> **Exercise**:
According to the CXL command excerpt, what should be done before running flush-cxlcache?

> **Extract to read**:
Success: CXLSwap is flushed.
# ./cxl create-region -V -G node
cxl region: cmd_create_region: created 2 regions
(done)
Command | Option | Description |
---|---|---|
enable-cxlcache | N/A | Enables SMDK CXL Cache function at runtime. |
disable-cxlcache | N/A | Disables SMDK CXL Cache function at runtime. |
check-cxlcache | N/A | Provides information about whether the SMDK CXL Cache is enabled and size of CXL Cache space currently in use. |
flush-cxlcache | N/A | Flushes all cached pages out from CXL cache pool. Note: CXL Cache should be disabled before running this command. |
# ./cxl enable-cxlcache
Success: CXLCache is enabled.
# ./cxl check-cxlcache
CXLCache: enabled
CXLCache Used : 0 kB
CXLCache Pages : 0
# ./cxl disable-cxlcache
Success: CXLCache is disabled.

Point annotations for photographs
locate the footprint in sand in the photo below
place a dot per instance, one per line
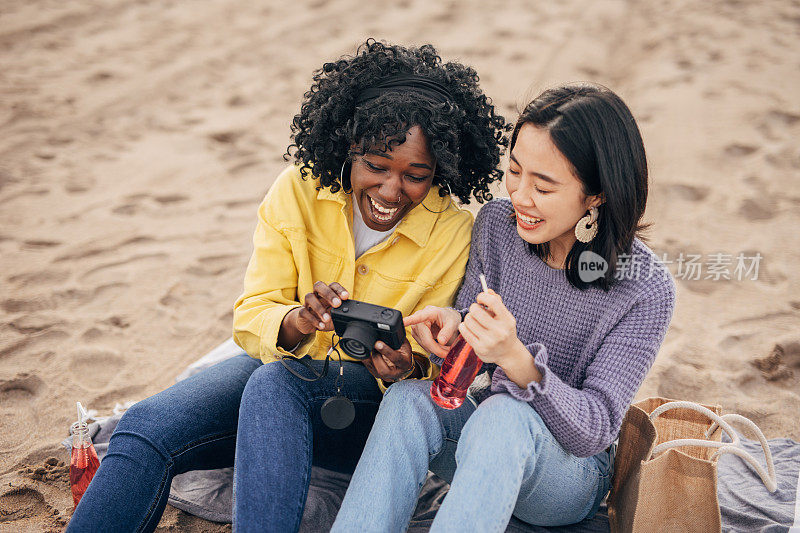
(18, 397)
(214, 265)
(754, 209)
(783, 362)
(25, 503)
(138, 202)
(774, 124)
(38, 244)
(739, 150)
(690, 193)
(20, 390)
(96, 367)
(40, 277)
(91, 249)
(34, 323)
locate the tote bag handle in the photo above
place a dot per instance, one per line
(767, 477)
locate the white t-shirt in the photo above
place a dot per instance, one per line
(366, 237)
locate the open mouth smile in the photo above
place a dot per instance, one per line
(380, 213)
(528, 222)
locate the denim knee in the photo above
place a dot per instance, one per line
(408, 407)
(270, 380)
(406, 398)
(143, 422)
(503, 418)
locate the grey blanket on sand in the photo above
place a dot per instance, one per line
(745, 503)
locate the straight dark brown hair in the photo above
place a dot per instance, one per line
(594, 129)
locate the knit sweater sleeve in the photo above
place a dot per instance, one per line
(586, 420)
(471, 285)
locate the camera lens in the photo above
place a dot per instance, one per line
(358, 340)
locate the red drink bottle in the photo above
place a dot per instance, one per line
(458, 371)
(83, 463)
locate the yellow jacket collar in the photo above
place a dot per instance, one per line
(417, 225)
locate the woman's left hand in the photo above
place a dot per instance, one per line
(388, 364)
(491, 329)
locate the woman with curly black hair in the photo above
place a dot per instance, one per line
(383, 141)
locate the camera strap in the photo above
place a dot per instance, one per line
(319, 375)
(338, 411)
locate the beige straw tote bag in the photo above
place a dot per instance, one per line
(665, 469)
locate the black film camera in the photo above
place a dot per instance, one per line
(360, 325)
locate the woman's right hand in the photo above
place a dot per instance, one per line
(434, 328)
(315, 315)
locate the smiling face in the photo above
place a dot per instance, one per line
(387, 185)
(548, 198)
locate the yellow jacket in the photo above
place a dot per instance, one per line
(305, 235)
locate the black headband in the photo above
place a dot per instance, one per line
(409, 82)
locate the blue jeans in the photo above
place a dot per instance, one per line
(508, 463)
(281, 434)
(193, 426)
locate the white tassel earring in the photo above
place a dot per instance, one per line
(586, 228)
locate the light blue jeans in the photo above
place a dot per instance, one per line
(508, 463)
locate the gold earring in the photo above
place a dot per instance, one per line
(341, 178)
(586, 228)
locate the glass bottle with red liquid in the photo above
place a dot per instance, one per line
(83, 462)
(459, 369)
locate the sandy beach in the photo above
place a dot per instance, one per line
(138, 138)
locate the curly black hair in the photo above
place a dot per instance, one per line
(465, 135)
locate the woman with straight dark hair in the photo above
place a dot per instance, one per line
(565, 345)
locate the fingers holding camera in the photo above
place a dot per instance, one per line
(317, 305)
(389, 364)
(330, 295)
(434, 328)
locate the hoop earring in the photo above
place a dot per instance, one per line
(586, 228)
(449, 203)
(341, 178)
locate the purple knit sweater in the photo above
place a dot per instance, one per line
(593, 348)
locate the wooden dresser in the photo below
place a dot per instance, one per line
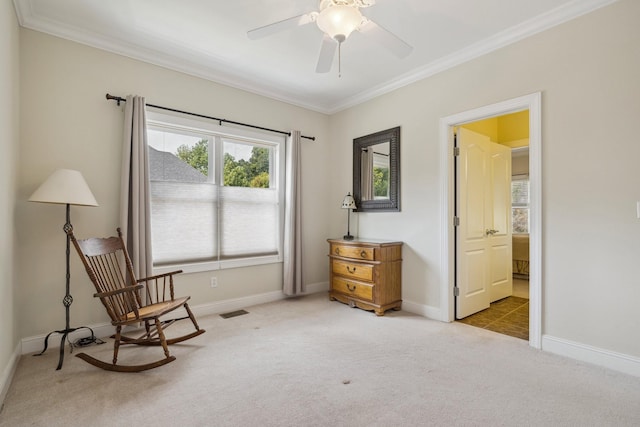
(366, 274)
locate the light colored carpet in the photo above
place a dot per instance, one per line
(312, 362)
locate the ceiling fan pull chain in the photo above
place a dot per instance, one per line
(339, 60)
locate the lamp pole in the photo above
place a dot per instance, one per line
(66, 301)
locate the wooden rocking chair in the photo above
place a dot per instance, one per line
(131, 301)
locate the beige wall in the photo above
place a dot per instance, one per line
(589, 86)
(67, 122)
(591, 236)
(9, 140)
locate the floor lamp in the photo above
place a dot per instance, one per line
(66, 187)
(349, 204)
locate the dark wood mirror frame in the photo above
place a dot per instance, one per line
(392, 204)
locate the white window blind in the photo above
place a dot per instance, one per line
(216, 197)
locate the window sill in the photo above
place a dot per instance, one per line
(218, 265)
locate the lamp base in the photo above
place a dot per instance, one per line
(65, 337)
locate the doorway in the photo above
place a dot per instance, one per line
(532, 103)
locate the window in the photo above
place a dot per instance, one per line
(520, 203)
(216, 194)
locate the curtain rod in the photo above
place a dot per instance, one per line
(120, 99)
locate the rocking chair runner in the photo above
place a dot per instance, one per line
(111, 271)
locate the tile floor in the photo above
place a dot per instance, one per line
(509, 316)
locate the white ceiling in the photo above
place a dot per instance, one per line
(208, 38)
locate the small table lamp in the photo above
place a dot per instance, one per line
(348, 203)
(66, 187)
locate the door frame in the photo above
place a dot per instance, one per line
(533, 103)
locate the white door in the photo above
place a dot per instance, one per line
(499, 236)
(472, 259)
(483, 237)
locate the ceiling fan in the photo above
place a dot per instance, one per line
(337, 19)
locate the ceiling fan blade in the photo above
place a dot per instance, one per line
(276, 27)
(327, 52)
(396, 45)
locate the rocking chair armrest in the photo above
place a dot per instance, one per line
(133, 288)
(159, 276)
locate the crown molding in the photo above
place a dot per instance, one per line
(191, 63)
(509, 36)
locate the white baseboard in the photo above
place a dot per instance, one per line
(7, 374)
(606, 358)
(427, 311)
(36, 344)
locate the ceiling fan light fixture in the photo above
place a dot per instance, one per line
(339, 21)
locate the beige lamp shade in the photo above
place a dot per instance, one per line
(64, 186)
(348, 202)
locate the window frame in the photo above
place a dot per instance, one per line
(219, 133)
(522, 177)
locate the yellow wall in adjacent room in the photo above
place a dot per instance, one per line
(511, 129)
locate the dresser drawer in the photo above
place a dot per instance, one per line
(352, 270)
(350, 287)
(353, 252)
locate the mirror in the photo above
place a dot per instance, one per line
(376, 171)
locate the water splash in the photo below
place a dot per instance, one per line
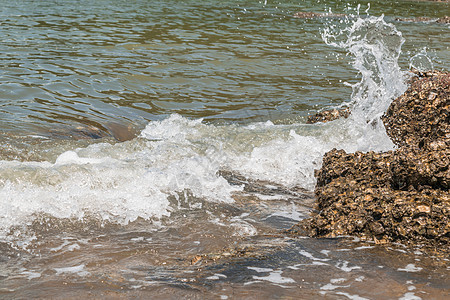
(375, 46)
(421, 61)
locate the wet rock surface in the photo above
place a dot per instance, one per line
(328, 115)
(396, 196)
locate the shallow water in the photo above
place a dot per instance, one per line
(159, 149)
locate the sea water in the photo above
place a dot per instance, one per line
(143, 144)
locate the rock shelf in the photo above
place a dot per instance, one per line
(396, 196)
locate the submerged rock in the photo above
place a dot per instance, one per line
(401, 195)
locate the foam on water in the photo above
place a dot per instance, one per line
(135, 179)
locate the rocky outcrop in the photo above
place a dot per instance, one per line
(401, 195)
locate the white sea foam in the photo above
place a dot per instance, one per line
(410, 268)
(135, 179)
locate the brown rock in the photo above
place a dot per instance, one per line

* * *

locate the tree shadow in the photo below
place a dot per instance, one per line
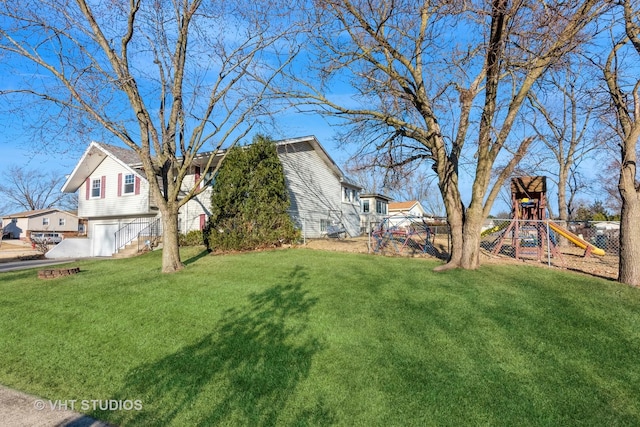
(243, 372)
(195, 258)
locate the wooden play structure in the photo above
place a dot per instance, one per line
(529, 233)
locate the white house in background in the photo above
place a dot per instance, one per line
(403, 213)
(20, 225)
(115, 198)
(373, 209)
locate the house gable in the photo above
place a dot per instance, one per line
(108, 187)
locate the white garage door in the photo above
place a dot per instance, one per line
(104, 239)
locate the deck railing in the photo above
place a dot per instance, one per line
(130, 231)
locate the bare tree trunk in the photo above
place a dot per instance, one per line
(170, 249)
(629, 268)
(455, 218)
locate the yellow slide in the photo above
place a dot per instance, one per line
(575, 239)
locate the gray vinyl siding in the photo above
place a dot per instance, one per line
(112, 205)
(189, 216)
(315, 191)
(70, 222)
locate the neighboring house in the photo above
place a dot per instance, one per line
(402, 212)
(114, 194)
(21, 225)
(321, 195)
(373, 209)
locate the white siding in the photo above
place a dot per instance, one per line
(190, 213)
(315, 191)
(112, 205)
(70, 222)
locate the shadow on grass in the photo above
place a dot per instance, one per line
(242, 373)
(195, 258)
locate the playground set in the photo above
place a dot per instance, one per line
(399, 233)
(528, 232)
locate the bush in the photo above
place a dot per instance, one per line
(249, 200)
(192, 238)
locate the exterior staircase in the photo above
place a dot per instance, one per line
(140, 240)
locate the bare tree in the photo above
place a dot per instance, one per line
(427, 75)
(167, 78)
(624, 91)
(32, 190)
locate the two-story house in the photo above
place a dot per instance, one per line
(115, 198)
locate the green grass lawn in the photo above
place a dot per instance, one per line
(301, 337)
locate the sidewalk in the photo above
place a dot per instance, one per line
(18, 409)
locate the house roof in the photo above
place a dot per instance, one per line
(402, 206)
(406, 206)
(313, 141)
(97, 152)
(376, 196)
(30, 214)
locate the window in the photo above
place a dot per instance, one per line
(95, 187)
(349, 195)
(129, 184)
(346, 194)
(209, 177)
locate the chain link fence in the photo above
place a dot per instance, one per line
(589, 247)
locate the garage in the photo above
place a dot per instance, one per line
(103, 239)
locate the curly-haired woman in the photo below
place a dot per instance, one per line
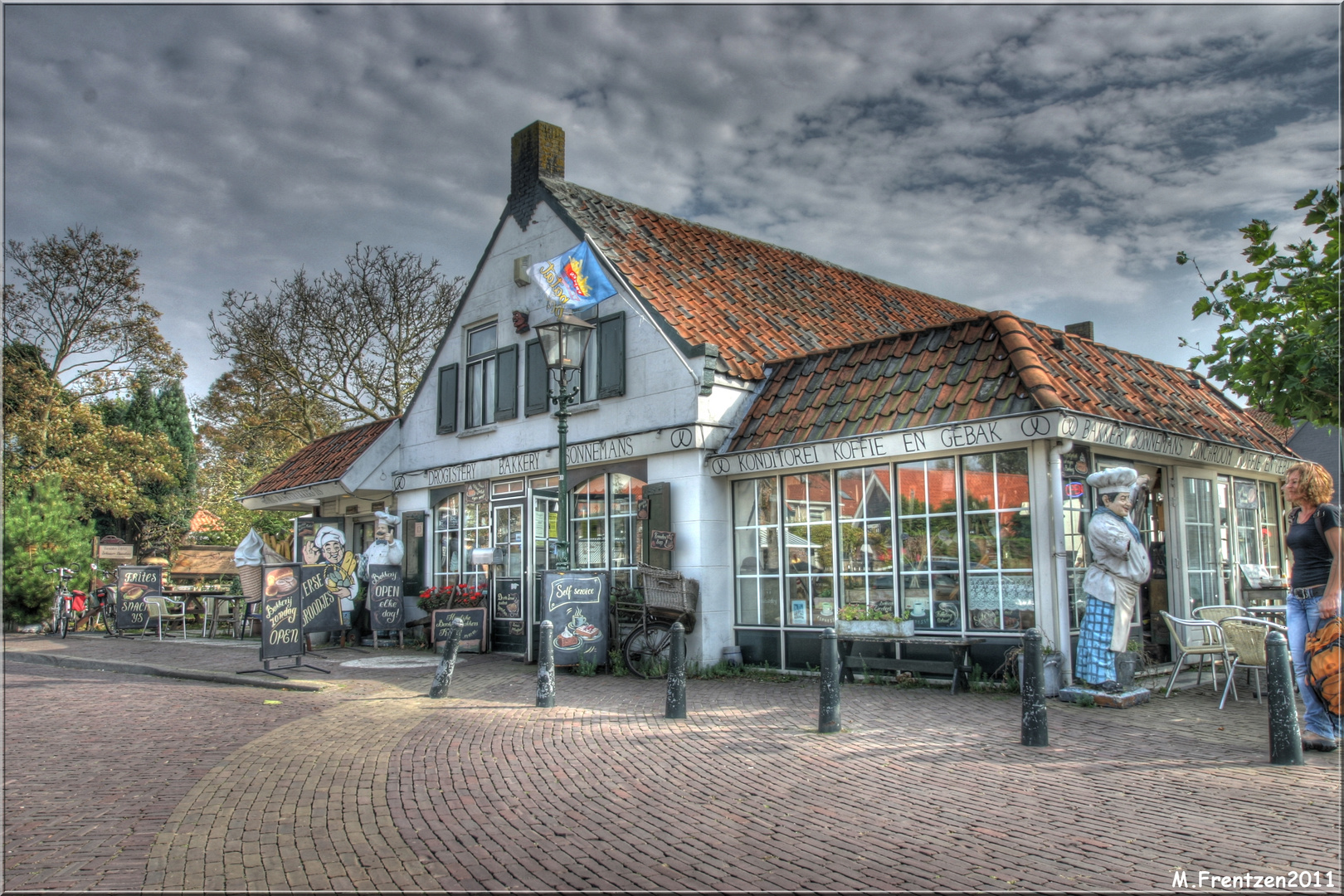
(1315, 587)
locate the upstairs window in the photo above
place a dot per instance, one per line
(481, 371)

---

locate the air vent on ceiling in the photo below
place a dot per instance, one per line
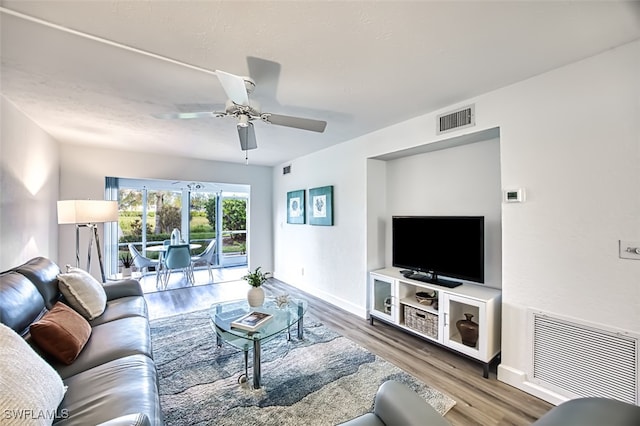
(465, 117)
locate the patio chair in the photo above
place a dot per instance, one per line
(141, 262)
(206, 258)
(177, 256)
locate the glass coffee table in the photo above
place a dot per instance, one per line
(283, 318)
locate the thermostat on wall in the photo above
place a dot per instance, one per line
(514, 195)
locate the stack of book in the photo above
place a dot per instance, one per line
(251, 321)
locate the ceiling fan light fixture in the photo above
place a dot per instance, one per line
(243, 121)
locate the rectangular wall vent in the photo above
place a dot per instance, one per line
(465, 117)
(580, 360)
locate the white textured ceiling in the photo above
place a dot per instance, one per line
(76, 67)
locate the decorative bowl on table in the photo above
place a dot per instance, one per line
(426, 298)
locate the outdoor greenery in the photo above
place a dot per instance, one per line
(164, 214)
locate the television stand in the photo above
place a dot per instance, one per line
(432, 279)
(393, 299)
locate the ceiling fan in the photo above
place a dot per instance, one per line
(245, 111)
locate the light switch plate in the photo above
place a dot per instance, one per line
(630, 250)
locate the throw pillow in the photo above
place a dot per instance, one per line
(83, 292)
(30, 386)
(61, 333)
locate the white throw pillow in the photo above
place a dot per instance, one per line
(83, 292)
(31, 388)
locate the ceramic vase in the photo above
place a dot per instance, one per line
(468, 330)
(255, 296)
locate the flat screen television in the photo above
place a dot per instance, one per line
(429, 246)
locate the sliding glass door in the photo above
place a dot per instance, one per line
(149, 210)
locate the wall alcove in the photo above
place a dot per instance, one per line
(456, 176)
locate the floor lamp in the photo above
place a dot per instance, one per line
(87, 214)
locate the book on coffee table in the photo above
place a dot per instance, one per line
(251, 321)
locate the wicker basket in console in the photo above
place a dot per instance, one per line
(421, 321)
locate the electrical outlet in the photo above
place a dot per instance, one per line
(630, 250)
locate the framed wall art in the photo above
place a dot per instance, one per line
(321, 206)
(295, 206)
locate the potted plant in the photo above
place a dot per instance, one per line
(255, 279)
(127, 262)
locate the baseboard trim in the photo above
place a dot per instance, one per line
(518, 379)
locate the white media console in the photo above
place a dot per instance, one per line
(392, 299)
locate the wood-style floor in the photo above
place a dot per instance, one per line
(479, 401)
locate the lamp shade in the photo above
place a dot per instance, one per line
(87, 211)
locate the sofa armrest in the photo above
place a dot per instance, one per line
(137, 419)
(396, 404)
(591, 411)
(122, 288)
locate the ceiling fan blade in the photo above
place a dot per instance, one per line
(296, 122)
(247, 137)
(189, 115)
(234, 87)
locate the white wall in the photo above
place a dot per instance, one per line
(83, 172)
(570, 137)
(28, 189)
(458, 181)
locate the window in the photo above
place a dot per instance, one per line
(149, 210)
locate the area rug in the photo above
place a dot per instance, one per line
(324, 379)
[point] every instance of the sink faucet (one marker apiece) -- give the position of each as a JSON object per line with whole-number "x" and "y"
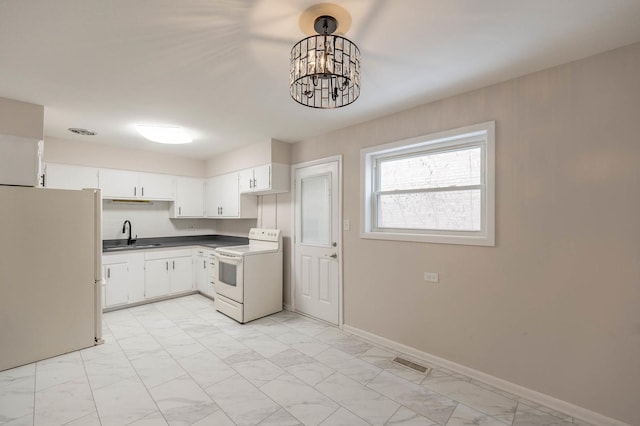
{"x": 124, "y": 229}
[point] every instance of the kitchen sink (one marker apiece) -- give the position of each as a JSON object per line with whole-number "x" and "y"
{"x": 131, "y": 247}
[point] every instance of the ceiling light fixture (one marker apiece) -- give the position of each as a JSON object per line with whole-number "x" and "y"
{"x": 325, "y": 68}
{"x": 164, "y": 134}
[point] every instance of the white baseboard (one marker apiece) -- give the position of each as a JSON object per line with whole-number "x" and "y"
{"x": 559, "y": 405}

> **Finished exercise**:
CXL Cache should be disabled before running flush-cxlcache.